## Task to complete
Which lines in the records below contain the word "evergreen"? Copy each of those lines in full, treating uppercase and lowercase as different.

===== Data supplied =====

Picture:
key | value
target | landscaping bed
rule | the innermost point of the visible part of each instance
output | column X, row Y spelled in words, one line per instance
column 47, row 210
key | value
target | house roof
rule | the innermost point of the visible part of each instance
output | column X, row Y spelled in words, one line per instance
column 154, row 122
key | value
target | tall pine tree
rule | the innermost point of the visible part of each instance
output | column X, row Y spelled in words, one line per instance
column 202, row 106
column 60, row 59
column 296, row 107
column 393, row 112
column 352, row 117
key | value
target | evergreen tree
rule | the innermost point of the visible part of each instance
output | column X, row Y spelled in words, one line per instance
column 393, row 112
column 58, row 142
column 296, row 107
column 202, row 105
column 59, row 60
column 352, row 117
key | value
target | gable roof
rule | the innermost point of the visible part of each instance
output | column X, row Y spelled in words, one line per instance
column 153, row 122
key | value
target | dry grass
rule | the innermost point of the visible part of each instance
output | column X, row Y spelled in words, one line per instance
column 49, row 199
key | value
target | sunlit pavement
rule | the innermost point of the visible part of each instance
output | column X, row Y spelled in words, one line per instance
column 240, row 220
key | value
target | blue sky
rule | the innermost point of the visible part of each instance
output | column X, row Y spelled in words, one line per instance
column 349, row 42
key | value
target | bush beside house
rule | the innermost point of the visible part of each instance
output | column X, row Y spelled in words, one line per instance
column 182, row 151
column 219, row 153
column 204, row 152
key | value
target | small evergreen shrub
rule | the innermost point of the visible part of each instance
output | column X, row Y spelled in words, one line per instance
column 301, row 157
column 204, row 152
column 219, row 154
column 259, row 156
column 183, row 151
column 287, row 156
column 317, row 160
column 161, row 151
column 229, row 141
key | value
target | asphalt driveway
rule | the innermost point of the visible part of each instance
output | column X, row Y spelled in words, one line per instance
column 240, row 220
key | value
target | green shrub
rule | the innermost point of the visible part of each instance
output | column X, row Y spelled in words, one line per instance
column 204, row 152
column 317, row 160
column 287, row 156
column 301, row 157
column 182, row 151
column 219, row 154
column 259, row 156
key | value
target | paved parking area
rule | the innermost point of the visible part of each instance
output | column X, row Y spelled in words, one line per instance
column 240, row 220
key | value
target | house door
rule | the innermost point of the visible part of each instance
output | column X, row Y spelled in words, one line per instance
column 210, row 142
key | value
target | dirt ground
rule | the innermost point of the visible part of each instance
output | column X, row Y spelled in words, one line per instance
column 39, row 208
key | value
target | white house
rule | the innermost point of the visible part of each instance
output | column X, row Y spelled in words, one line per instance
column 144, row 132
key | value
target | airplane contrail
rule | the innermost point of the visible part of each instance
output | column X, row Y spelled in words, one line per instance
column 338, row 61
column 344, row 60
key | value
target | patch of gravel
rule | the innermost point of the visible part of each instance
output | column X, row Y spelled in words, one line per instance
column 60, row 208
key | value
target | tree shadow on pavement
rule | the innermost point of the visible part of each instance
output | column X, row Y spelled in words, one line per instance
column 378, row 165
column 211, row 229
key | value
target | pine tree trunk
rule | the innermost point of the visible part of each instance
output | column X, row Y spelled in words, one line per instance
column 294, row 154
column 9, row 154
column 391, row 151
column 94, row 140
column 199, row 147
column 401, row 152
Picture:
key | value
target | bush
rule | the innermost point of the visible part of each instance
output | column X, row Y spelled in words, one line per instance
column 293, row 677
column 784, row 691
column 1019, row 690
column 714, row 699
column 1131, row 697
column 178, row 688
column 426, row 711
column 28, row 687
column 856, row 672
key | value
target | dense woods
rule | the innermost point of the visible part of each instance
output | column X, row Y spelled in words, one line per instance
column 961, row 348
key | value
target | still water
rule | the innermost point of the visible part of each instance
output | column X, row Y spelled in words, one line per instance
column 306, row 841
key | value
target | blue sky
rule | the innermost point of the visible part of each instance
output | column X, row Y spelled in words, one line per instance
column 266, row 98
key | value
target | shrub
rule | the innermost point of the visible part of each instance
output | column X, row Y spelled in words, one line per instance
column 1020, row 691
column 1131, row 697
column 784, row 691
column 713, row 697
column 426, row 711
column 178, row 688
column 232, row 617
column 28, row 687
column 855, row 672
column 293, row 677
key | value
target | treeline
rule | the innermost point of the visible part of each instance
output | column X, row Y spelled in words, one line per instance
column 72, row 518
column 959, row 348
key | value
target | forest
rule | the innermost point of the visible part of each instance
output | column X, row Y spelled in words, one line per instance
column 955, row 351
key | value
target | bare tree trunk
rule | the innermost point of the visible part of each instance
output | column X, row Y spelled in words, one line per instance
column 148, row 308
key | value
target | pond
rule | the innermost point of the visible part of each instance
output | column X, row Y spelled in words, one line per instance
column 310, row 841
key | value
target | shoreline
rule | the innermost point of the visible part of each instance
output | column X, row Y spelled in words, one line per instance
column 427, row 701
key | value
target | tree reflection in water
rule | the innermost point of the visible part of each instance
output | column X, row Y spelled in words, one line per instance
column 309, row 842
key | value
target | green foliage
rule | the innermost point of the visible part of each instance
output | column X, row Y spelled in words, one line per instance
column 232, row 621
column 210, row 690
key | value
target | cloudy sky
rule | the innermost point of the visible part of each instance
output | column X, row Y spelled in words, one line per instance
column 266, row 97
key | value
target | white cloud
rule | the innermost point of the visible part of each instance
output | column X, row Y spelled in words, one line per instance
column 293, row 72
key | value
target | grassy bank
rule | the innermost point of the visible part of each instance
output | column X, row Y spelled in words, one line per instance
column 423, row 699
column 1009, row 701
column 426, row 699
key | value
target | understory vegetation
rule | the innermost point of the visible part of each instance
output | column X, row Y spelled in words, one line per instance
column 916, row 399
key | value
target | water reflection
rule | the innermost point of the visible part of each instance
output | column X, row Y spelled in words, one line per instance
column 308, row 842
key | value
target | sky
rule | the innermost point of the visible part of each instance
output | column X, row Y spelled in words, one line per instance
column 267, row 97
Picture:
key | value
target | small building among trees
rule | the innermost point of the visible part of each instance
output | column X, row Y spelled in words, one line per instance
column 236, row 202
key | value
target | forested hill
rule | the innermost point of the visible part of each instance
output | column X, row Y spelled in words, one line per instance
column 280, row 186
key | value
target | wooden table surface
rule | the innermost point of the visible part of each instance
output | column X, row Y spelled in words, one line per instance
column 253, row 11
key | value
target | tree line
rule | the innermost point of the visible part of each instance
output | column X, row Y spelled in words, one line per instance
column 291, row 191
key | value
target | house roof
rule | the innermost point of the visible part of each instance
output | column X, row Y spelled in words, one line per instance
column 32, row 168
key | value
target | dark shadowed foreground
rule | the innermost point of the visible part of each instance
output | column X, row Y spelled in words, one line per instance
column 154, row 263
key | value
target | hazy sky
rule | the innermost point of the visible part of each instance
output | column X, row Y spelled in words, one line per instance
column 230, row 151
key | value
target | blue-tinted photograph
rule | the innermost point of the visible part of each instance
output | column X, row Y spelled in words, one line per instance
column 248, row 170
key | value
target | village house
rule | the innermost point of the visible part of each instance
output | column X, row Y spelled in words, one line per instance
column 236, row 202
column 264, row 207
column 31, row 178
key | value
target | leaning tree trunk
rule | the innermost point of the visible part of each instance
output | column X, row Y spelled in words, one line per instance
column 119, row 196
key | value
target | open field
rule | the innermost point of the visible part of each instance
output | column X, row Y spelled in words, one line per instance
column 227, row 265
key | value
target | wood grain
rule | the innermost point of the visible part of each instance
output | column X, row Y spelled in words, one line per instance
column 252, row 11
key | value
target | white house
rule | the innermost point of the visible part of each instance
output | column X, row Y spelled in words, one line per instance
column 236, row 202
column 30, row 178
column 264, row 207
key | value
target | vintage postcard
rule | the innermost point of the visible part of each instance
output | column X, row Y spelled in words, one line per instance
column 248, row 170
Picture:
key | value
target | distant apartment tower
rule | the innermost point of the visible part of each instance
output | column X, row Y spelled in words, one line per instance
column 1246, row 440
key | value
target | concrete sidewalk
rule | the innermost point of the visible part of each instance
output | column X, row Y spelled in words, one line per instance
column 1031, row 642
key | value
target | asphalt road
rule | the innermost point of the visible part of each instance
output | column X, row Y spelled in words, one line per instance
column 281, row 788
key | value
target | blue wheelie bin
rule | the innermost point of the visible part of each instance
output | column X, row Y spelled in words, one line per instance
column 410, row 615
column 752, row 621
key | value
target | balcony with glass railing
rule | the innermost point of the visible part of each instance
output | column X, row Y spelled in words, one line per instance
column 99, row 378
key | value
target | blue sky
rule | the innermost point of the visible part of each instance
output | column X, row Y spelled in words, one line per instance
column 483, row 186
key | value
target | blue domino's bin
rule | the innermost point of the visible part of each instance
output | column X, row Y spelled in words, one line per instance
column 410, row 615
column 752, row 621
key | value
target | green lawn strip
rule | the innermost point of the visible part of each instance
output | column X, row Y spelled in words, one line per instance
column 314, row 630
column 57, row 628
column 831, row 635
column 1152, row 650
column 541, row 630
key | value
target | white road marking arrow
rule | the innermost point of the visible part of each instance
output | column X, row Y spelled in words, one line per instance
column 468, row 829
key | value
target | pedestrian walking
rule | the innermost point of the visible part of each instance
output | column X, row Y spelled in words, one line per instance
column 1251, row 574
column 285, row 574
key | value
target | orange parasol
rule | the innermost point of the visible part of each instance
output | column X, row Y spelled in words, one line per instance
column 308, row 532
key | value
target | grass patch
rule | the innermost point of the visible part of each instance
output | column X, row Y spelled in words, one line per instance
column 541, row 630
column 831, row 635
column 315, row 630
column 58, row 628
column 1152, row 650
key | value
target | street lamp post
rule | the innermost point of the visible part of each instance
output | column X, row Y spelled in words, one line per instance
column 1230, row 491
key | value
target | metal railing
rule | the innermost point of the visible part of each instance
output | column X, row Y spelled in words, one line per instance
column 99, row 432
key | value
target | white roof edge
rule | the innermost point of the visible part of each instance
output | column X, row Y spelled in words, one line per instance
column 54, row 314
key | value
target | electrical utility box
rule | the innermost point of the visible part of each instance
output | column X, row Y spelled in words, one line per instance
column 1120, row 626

=====

## Exercise response
target | evergreen tree
target | small evergreen shrub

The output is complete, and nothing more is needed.